= Extracted data =
—————

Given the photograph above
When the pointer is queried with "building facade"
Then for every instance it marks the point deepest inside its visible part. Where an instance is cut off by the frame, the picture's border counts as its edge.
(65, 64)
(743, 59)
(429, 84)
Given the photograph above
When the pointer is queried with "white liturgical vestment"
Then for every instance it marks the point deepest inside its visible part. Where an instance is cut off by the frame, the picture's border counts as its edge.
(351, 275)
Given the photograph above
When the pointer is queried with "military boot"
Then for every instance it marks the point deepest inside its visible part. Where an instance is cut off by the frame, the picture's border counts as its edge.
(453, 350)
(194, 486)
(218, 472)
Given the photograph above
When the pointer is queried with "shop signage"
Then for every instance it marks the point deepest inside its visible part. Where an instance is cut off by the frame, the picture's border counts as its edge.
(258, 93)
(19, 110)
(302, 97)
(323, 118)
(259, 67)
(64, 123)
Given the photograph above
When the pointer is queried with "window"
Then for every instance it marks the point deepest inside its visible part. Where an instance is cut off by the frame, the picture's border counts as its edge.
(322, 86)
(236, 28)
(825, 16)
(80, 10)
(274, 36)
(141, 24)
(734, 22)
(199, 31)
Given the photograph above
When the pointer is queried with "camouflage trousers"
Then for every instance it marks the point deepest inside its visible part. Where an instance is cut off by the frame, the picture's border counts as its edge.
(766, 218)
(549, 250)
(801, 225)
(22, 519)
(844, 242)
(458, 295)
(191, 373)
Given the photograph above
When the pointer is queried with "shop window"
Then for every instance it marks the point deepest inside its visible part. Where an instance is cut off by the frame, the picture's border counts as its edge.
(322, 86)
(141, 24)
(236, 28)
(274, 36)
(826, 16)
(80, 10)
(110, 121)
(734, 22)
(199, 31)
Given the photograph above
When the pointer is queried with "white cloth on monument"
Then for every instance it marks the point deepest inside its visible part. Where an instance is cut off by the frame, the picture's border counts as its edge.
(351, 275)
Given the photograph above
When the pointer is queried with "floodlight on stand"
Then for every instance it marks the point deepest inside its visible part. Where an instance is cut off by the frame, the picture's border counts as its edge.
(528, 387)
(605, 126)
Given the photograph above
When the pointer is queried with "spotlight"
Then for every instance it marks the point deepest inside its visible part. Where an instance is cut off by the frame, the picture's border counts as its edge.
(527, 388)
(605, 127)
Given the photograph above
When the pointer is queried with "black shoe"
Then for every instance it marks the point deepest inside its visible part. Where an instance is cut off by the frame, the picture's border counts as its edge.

—————

= Written request =
Show in full each line above that contains the word "window".

= Result of the task =
When the pointer is queried with "window"
When the pointer is queried with "shop window"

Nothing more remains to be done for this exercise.